(Request): Using the entries below, return word for word the lines from the one containing "# test: locate() drops one marker on the window, one" up to and including the last.

(Data listing):

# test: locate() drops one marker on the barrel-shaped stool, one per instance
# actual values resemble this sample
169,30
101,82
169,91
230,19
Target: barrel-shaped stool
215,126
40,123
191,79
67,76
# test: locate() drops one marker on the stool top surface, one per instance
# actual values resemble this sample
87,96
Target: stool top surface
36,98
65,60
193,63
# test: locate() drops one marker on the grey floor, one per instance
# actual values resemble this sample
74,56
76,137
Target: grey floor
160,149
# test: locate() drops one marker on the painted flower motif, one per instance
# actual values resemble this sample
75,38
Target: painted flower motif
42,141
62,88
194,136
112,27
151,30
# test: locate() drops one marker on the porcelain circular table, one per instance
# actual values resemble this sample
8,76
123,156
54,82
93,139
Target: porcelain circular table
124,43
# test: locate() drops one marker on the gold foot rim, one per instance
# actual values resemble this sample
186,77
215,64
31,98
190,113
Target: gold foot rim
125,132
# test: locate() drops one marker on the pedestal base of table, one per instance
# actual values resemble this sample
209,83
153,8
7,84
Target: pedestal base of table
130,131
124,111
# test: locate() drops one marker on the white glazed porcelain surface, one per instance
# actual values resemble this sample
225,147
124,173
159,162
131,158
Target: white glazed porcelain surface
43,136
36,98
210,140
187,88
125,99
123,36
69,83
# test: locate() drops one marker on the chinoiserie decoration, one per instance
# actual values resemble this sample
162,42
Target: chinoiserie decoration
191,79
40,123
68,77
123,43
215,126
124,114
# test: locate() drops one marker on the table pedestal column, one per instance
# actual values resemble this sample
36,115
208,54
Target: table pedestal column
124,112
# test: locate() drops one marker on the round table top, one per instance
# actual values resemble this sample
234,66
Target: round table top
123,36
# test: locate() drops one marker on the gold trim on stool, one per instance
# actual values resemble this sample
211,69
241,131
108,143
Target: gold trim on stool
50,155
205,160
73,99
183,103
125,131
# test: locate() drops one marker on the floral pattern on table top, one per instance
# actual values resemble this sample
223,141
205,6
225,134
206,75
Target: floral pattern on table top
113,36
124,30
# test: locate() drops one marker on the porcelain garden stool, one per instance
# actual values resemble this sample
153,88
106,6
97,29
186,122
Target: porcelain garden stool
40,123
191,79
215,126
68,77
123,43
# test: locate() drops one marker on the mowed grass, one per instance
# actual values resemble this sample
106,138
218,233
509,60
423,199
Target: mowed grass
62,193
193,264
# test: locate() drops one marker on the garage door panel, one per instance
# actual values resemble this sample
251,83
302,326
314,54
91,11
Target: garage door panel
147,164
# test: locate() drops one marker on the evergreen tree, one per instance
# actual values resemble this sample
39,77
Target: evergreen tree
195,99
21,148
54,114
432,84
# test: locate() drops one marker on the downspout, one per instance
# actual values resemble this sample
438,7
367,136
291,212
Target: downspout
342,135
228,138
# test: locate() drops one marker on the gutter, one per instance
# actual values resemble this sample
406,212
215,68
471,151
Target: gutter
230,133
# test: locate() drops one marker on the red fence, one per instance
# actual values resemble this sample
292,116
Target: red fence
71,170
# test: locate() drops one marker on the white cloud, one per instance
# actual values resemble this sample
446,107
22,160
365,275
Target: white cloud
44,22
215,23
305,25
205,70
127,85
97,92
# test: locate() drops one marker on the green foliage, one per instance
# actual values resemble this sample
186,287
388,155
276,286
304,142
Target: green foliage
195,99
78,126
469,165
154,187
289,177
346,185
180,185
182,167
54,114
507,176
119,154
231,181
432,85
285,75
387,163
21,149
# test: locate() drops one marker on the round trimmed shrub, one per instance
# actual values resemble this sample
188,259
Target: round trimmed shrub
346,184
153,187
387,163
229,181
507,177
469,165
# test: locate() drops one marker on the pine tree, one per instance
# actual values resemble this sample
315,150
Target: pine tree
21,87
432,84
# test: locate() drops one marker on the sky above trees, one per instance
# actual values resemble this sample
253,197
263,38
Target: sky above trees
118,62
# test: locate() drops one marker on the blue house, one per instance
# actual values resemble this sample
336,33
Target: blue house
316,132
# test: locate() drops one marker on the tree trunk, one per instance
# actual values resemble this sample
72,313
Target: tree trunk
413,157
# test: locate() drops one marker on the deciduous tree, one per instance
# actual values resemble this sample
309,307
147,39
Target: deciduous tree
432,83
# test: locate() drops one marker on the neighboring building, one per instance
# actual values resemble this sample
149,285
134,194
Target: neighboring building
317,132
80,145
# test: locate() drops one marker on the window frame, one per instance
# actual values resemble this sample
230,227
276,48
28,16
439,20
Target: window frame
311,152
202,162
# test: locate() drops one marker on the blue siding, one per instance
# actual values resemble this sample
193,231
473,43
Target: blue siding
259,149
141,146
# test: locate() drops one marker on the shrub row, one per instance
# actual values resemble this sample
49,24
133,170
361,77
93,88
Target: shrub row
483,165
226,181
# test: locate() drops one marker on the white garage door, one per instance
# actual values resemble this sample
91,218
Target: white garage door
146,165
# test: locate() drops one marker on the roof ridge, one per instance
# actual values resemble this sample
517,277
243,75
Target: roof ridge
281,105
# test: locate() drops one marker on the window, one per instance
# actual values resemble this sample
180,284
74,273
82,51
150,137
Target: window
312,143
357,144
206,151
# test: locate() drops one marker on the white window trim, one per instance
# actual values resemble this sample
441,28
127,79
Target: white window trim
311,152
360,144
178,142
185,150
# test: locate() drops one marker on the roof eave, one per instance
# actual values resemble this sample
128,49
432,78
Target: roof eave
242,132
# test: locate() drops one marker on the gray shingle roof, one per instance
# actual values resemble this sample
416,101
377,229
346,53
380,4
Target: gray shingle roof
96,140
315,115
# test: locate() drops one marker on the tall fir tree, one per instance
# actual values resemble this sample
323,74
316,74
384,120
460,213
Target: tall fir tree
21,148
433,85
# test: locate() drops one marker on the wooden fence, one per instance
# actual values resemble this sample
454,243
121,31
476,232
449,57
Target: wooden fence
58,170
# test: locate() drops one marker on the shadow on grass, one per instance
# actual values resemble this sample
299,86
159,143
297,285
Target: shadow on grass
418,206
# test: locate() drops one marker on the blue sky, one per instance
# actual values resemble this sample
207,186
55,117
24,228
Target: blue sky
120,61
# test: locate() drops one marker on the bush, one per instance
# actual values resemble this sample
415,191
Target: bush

(Correct result):
# test: locate() drops one marker on the window, one per instance
# actual values resemble this sample
180,284
74,273
82,51
150,137
Target: window
312,143
357,144
206,151
# test: locate() drops one marker on the white window trim, one per instance
# actual values resemble this sample
441,28
127,79
Target: white window trim
311,152
360,144
178,142
185,150
# test: locate() drops one marker on the roof eave, one per instance
# actual values resemble this sample
128,49
432,78
Target: roof eave
242,132
# test: locate() drops one marker on the gray shingle roof, one per instance
# actual values resemble this sample
416,101
377,229
346,53
380,4
Target: gray shingle roof
96,140
315,115
# test: locate() drops one marker on the tall fir tree, one per instance
# actual values resemble this sample
323,74
316,74
384,120
460,213
Target: tall fir tree
21,148
433,85
# test: locate() drops one marker on the wooden fence, one per instance
# actual values resemble this sample
454,243
121,31
476,232
449,57
Target: wooden fence
58,170
# test: locate() drops one marker on the shadow on grass, one per instance
# actual values resemble this sample
299,86
159,143
297,285
Target: shadow on grass
418,206
# test: locate() drops one marker on the blue sky, one per instance
# actual values resemble this sample
207,186
55,117
24,228
Target: blue sky
120,61
# test: locate() drops one marker on the bush, one per instance
# actual values resemble this sample
415,191
Target: bush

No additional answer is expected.